**SELECTED PASSAGE**
# NFPA 5000 anyone



## cda (Jan 29, 2018)

Anyone deal with 5000, and know what section allows a fire wall to make one building two?

And the hourly rating required?

Thanks


----------



## mark handler (Jan 29, 2018)

Don't have the codes here but try section 8.2.2


----------



## conarb (Jan 30, 2018)

cda said:


> Anyone deal with 5000, and know what section allows a fire wall to make one building two?
> 
> And the hourly rating required?
> 
> Thanks




What?  I didn't think the NFPA 5000 was adopted anywhere in the world, I remember when the California's Building Standards Commission voted unanimously to adopt it, there were all kinds of allegations of the NFPA bribing the members of the commission, soon there was a movement to recall Governor Gray Davis and one of the reasons was the alleged bribery, the recall succeeded and Arnold Schwarzenegger was elected governor, as is common the members of the commission offered the resignations, Schwarzenegger accepted them and appointed a new commission, the first act of the new commission was to overrule the prior commission and to adopt the I Codes, much to my dismay nobody was prosecuted.  This is an article from 2002:



> With the release last month of the new NFPA 5000 Building Construction and Safety Code by the National Fire Protection Association (NFPA), the anticipated battle of building codes is officially under way.
> 
> NFPA's document will compete with the International Code Council's (ICC) International Building Code (IBC), initially published in 2000 and championed by a coalition that includes the American Institute of Architects, BOMA International and the Associated General Contractors. The IBC is a single document designed to supersede the codes of the three U.S. model code organizations — Country Club Hills, Ill.-based Building Officials and Code Administrators International, Birmingham, Ala.-based Southern Building Code Congress International, and the Whittier, Calif.-based International Conference of Building Officials.
> 
> ...




¹ https://www.bdcnetwork.com/codes-battle-begins-nfpa-5000-hits-streets


----------



## conarb (Jan 31, 2018)

Hey CDA, you didn't respond to my question as to why you want to know about a code that isn't used anywhere, what's up, is your jurisdiction thinking of adopting it doing away with the I Codes?


----------



## cda (Jan 31, 2018)

conarb said:


> Hey CDA, you didn't respond to my question as to why you want to know about a code that isn't used anywhere, what's up, is your jurisdiction thinking of adopting it doing away with the I Codes?

**INFORMATION SHOWN**
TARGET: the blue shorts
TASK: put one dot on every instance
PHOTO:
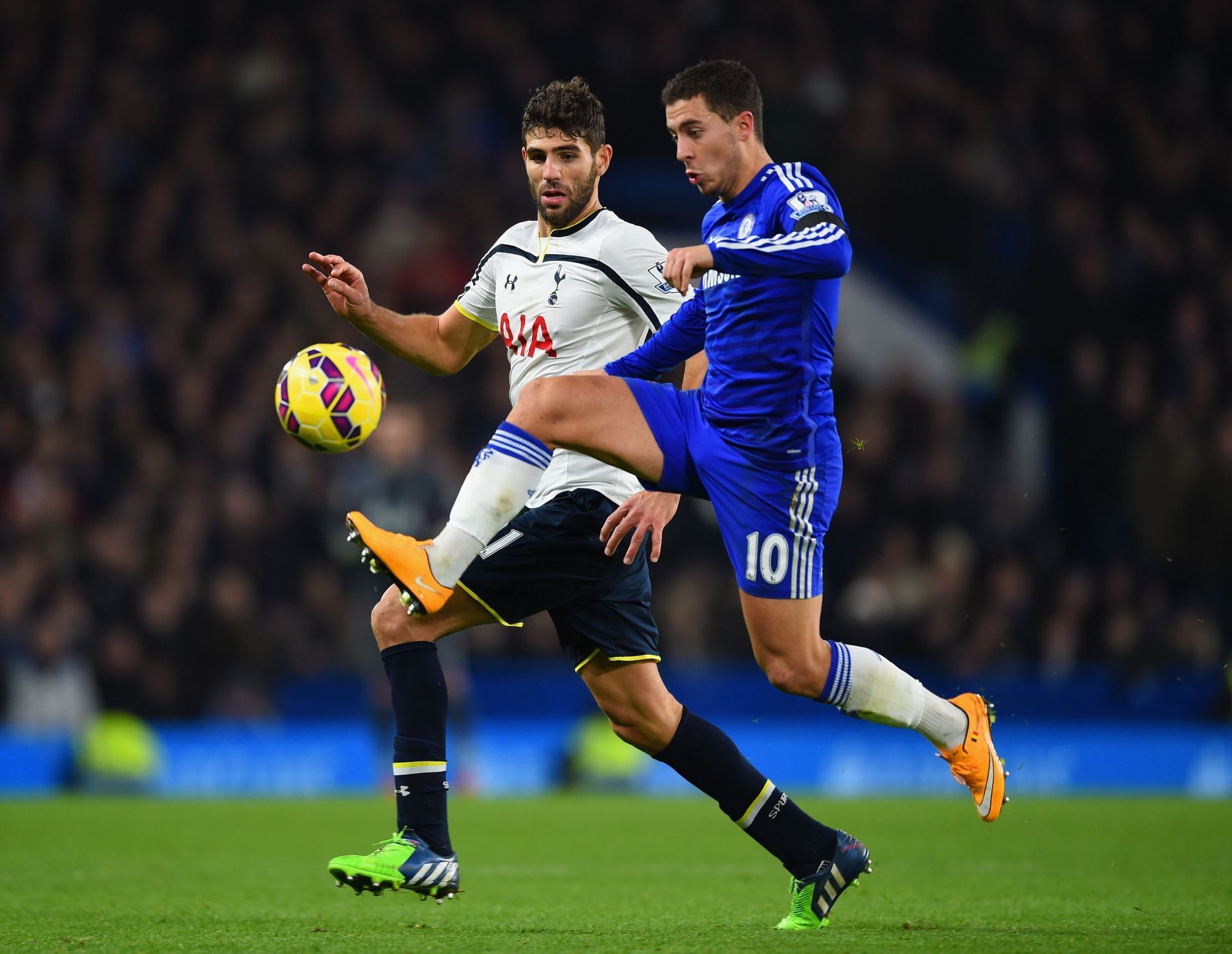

**YOUR GOAL**
Answer these from the NFPA 5000 thread above:
(a) Which section did mark handler suggest trying?
(b) According to the quoted article, when was the International Building Code initially published?
(c) Who was elected governor after the recall succeeded?

**WORKED SOLUTION**
(a) Section 8.2.2
(b) 2000
(c) Arnold Schwarzenegger